#### AVAILABLE DATA
━━━

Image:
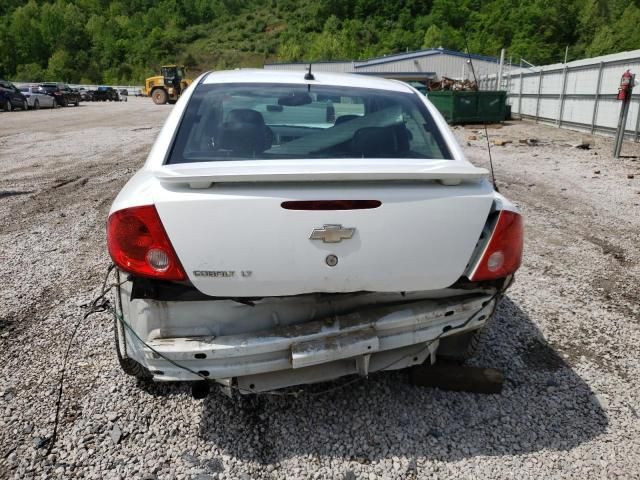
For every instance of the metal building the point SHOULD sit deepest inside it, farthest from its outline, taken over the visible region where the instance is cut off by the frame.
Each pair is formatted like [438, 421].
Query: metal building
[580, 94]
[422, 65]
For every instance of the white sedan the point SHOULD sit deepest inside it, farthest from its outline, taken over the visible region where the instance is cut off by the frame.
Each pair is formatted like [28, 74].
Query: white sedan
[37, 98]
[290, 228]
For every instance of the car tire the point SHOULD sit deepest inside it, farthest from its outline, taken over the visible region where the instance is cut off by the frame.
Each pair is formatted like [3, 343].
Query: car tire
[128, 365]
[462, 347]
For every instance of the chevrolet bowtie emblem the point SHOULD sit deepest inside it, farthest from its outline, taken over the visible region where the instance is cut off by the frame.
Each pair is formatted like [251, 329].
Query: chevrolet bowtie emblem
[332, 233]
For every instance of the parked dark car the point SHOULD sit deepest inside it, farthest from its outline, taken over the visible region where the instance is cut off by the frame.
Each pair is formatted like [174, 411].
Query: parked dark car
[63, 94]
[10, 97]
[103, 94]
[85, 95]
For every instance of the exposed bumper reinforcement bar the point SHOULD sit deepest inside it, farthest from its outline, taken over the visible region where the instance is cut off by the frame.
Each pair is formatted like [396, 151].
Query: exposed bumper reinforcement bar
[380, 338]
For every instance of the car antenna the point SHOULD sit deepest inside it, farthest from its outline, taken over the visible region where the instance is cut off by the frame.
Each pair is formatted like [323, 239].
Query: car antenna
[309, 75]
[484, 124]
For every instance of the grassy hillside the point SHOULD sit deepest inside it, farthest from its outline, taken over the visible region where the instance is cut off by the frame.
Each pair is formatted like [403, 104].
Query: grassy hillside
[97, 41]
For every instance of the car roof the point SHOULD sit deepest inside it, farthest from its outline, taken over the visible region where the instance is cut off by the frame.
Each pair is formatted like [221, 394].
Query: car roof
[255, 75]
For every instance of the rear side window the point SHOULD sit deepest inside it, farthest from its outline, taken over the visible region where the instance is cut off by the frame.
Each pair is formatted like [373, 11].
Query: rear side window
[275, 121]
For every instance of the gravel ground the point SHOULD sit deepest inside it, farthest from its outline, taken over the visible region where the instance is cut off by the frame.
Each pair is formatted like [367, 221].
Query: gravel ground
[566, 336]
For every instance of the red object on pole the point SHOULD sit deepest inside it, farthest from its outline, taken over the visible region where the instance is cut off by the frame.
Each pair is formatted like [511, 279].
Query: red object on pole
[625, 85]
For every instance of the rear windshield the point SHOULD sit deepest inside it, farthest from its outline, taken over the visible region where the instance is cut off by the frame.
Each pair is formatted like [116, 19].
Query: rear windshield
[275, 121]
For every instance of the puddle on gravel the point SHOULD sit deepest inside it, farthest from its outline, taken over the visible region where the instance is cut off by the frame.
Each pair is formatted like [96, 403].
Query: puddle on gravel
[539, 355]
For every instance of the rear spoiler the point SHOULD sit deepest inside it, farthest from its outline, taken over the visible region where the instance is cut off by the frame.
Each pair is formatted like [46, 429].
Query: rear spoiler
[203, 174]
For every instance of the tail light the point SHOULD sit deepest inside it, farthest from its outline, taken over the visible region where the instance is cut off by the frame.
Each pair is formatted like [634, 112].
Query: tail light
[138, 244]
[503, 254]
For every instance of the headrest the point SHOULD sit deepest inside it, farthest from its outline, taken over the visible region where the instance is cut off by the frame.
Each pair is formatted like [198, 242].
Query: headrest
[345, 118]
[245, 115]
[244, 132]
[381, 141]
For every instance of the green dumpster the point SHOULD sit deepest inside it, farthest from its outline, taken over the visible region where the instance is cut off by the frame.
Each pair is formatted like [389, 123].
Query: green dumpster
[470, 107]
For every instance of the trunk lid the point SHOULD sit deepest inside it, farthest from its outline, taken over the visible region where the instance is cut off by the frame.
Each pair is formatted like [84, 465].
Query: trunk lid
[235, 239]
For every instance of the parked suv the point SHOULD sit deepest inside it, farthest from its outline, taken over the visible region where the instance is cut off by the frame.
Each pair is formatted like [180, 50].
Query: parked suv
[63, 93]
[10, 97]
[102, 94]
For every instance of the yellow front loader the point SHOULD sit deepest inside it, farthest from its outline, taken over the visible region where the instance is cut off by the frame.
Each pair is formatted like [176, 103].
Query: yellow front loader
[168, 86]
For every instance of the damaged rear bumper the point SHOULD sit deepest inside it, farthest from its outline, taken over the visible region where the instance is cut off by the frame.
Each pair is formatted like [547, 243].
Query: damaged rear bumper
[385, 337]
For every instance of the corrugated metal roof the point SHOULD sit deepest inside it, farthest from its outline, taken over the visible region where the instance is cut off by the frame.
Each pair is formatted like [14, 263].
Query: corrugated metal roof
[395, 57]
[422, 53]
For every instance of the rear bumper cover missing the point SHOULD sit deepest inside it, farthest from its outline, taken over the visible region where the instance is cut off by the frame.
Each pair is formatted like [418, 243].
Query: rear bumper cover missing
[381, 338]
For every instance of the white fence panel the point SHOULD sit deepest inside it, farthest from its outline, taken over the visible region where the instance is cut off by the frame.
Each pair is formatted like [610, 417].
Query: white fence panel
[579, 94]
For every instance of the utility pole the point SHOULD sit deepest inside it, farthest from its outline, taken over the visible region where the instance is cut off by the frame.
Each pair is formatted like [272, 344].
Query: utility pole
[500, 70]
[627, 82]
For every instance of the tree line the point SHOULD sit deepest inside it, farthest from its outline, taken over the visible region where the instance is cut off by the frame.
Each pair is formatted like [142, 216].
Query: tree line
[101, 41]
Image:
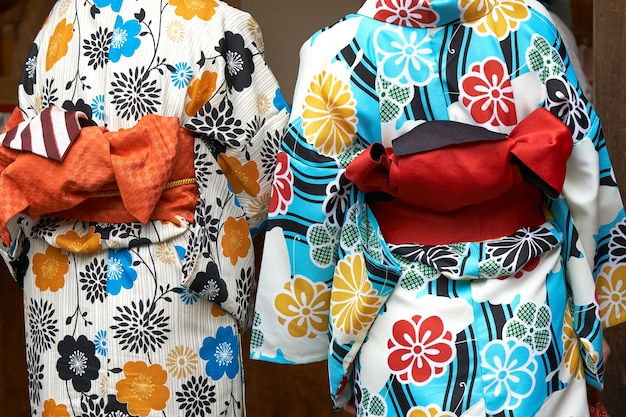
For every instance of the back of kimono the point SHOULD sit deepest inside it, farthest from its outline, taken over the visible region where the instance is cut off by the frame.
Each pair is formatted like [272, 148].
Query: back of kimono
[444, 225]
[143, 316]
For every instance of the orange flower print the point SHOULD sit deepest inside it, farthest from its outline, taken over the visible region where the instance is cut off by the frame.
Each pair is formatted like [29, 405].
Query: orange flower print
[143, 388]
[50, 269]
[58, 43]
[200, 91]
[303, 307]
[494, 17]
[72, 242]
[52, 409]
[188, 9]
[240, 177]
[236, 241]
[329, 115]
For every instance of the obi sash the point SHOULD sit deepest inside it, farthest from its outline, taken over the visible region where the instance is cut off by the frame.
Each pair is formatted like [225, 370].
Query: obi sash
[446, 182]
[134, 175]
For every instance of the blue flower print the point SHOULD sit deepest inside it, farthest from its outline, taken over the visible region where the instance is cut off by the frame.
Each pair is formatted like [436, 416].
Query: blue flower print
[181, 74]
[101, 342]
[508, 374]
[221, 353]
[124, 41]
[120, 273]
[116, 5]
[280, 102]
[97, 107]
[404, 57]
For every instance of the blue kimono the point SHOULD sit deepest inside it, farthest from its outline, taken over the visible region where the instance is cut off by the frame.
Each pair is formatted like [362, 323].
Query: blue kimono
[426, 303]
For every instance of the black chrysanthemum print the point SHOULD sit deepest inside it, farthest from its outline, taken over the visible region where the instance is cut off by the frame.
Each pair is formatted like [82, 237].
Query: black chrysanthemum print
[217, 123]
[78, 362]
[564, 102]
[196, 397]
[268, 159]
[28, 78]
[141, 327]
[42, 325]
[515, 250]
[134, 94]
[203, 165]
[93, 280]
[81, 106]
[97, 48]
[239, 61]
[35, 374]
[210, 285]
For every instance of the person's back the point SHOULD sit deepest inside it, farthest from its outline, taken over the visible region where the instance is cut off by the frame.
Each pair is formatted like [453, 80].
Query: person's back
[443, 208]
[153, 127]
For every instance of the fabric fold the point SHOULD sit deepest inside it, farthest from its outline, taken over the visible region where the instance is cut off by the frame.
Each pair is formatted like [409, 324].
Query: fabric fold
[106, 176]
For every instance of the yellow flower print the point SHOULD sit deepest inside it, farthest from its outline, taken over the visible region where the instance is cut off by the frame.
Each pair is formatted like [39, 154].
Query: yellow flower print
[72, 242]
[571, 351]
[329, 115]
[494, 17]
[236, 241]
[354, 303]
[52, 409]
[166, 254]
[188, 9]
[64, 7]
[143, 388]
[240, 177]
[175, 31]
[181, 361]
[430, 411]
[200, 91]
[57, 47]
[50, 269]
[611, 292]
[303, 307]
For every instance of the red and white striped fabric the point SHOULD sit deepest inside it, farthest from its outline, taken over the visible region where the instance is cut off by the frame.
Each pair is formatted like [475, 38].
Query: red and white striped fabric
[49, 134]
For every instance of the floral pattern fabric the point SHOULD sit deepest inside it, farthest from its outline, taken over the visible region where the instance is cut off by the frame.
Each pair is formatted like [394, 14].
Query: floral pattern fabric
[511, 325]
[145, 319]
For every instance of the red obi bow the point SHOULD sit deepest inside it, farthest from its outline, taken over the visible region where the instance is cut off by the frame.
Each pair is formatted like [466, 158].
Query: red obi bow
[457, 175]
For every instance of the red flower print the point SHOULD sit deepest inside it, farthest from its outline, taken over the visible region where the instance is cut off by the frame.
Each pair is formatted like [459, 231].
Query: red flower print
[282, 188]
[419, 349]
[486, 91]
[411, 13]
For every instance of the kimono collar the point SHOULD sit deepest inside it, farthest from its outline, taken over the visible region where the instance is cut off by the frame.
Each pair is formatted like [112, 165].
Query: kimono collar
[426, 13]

━━━

#### GIVEN INSTRUCTION
Everything from the line containing "For every instance of the red flower" to the last line of the entries above should be quoted exactly, and only that.

#### TASK RESULT
For every instance of the red flower print the point SHOULD sit deepest inside it, farthest from its outline, taken over the visible region where the instance is cut off by the frame.
Each pair is formatted like [459, 231].
Query: red flower print
[282, 188]
[419, 349]
[486, 91]
[411, 13]
For every instance of the kimono collar the point SHOULD sit deepest inside it, farthest from its outline, taken over the visible region where the instance is cut off by the frame.
Each pair is formatted like [112, 165].
Query: kimono collar
[426, 13]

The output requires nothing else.